**Sezione di testo**

L’OSPITE INCALLITO di Erri De Luca

a cura di Silvia Longo

È una dichiarazione di amore. Il resto, in verità, mi interessa poco.
Io a De Luca lo amo. Una cosa seria. Mica per fare la fila a chiedergli la firma sul suo ultimo libro. Che fosse amore vero me ne sono accorta quando alcune cose che scriveva non mi erano piaciute del tutto. Come se ciò che in principio mi aveva innamorata (la sua capacità di portarti in luogo o situazione, e quella facilità – reale o apparente – a raccontare) mi risultasse di colpo faticoso. Eppure ho continuato ad amarlo.

In bocca ho una stanza di baci rinchiusi
Che fanno il rumore di un alveare.
Poi il corpo si precipita alle labbra
Come alla porta della città per applaudire.

Per la poesia che c’è nella sua prosa. Forse più di quanta non ve ne sia nei suoi versi di “L’ospite incallito”.
Per la ribellione di chi libero si intende per diritto naturale, per il precoce impegno politico e sociale, per l’adesione al GAOS e la militanza in Lotta Continua.
Per l’urgenza di sentirsi parte di un contesto allargato per il non restarsene passivo a fronte della sofferenza altrui. Per il sostegno concreto ai civili, durante la guerra dei Balcani, e alla causa di Emergency.
Per l’amore e il rispetto che porta alla natura, per la sfida dell’alpinismo.
Per la passione a studiare lingue, compresa la nostra, cercando nella Parola le radici dei popoli.
Perchè intanto trova il tempo per scrivere, vivere, amare, cambiare casa, avere un infarto.
Il tutto con pregnanza, senza far finta di essere altro o altrove, e pure con la percezione profonda della sua condizione di ospite. Ospite di un tempo, di un luogo, di cause, di amori e linguaggi. Della stessa poesia. Precario, come la nostra condizione umana richiede.

Sul cartellino la mia faccia e il nome
sotto la scritta EMEGERGENCY, qualifica: guest, ospite.
Va a pennello. Quello sono stato e resto.
Faccio il conto: ospite fisso a casa della rivoluzione (…)
Ospite dell’ebraico antico, di guerre e lingue d’altri,
di qualche giusta causa (…)
Ospite pure nell’amore se già ce n’era un altro
e ce n’è sempre un altro.
Ospite di montagne salite sulla punta delle dita (…)
Ospite con le pagine del tempo di un lettore,
iscritto a niente, ospite incallito, ancora oggi entrando
a casa vuota
da un viaggio, mi scappa di chiedere: «Permesso?»

A questo punto, forse sarebbe meglio che io chiudessi. O che smetteste di leggere, voi. Perché adesso vado sul personale e a chi gliene può fregare.
Io De Luca lo amo perché – forse – mi piace soffrire, scegliere la strada impervia. Perché lui assomiglia a un amante che non ti dice mai ti amo, e glielo devi estorcere, o immaginarlo scritto tra le righe. O drizzare le orecchie e cogliere la sfumatura. Lui non urla mai l’amore, ma te lo fa sentire attraverso la stoffa, se mi intendete: un tormento sottile. E questo, per paradosso, rende il sentimento tangibile. Lo esaspera in ci lo riceve.

**Problema A**
Riporta senza alcuna modifica il tratto del testo su De Luca che va da "Il tutto con" fino a "qualifica: guest, ospite.".
**Problema B**
Stabilisci se ciascuna affermazione concorda con il testo su De Luca, rispondendo sì o no e citando alla lettera le parole decisive: (i) l'autrice si è accorta che il suo amore era vero quando alcune cose scritte da De Luca non le erano piaciute del tutto; (ii) sul cartellino la qualifica indicata è "volontario"; (iii) De Luca urla l'amore.

**Voci estratte**
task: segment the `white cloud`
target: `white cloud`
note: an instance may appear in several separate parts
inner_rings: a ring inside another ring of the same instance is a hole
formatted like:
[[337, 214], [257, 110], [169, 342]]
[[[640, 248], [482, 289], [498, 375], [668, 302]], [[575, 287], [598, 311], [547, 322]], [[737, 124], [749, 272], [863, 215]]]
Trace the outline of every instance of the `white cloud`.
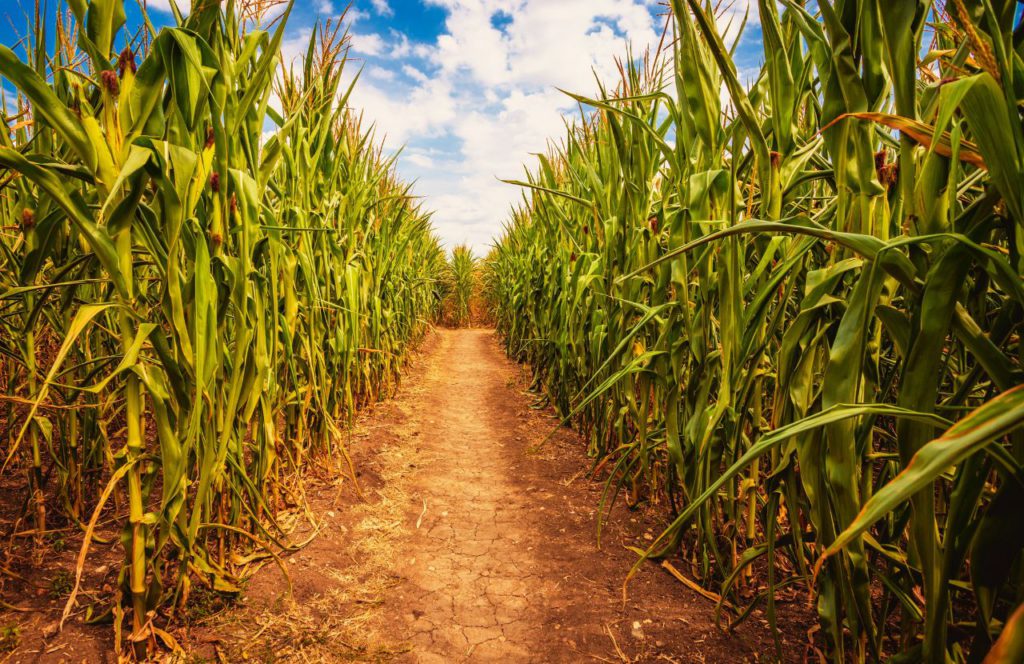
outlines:
[[[386, 147], [408, 146], [399, 170], [433, 210], [447, 246], [478, 254], [501, 233], [522, 192], [498, 178], [521, 179], [523, 164], [565, 133], [575, 102], [556, 88], [596, 93], [608, 87], [616, 58], [636, 56], [662, 36], [662, 0], [420, 0], [446, 13], [441, 34], [413, 42], [393, 30], [352, 34], [366, 60], [350, 103], [374, 123]], [[378, 16], [393, 14], [371, 0]], [[734, 0], [720, 29], [731, 33], [753, 0]], [[498, 18], [498, 20], [496, 20]], [[751, 23], [757, 18], [752, 11]], [[355, 65], [355, 64], [353, 64]], [[354, 76], [350, 65], [346, 76]]]
[[387, 0], [370, 0], [370, 4], [374, 6], [374, 11], [382, 16], [394, 14], [394, 10], [391, 9], [391, 5], [388, 4]]
[[380, 55], [384, 52], [384, 39], [380, 35], [373, 33], [360, 35], [351, 33], [352, 52], [362, 55]]

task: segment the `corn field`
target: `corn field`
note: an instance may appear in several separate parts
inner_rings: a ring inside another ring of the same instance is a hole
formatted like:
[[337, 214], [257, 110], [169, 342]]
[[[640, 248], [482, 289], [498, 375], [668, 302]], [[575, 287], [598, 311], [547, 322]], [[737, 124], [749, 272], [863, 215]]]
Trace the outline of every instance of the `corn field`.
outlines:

**Soluzione completa A**
Il tutto con pregnanza, senza far finta di essere altro o altrove, e pure con la percezione profonda della sua condizione di ospite. Ospite di un tempo, di un luogo, di cause, di amori e linguaggi. Della stessa poesia. Precario, come la nostra condizione umana richiede.

Sul cartellino la mia faccia e il nome
sotto la scritta EMEGERGENCY, qualifica: guest, ospite.

**Soluzione completa B**
(i) Sì: «Che fosse amore vero me ne sono accorta quando alcune cose che scriveva non mi erano piaciute del tutto.»
(ii) No: «qualifica: guest, ospite.»
(iii) No: «Lui non urla mai l’amore»